What is being asked — Go through the records line by line from the top and repeat each one exactly, ending with the line that contains "Outline every instance of the window".

(Segmentation mask data)
* * *
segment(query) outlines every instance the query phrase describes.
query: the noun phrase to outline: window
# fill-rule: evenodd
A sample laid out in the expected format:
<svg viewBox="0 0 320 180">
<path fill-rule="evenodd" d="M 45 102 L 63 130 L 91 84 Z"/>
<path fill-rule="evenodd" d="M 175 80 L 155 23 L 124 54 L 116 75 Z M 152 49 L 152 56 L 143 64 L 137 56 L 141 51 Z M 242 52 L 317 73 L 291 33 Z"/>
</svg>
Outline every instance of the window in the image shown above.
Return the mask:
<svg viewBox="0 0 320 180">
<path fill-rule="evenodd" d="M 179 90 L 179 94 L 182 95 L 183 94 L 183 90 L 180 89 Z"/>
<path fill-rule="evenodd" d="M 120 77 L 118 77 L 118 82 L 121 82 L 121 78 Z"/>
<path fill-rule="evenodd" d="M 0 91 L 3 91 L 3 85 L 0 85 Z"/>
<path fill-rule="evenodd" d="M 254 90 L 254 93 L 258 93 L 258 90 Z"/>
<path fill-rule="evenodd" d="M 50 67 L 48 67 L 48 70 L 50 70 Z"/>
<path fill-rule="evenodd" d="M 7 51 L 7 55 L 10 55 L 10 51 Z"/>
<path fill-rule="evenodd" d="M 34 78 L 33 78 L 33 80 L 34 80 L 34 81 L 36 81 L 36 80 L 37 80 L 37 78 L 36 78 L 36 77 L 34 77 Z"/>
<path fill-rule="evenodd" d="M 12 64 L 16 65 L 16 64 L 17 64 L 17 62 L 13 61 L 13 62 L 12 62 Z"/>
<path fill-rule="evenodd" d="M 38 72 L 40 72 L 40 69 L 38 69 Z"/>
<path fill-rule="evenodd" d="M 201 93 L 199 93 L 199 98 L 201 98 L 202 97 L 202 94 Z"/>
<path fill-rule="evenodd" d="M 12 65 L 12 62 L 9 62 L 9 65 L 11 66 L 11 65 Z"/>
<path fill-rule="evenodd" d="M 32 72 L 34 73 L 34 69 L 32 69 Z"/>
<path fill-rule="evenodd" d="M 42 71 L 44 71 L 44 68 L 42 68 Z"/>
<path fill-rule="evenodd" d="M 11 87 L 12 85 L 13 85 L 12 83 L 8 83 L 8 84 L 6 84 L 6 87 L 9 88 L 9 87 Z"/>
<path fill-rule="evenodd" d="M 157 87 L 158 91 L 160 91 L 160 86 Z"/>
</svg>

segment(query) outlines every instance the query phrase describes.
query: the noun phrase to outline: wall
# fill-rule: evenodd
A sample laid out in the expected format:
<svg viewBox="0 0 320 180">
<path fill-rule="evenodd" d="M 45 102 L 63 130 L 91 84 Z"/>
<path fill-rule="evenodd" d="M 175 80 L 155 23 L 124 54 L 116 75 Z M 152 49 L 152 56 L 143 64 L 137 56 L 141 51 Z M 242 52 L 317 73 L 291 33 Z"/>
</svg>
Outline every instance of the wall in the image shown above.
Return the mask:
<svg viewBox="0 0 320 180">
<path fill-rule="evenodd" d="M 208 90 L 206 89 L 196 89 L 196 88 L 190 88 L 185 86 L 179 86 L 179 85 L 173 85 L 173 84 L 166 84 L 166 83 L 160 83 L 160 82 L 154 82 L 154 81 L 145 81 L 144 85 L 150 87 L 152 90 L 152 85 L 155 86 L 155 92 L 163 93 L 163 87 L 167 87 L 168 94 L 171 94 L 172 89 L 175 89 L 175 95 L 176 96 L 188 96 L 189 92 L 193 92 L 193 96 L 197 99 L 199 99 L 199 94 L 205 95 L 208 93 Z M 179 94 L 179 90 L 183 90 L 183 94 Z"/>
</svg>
* * *
Result for this task —
segment(query) outlines every instance the query phrase describes.
query: the noun phrase to outline: window
# fill-rule: evenodd
A sample laid out in the expected format:
<svg viewBox="0 0 320 180">
<path fill-rule="evenodd" d="M 45 102 L 63 130 L 91 84 Z"/>
<path fill-rule="evenodd" d="M 175 80 L 155 23 L 124 54 L 116 75 Z M 152 49 L 152 56 L 143 64 L 137 56 L 141 51 Z M 242 52 L 317 73 L 291 33 Z"/>
</svg>
Outline every instance of the window in the image shown above.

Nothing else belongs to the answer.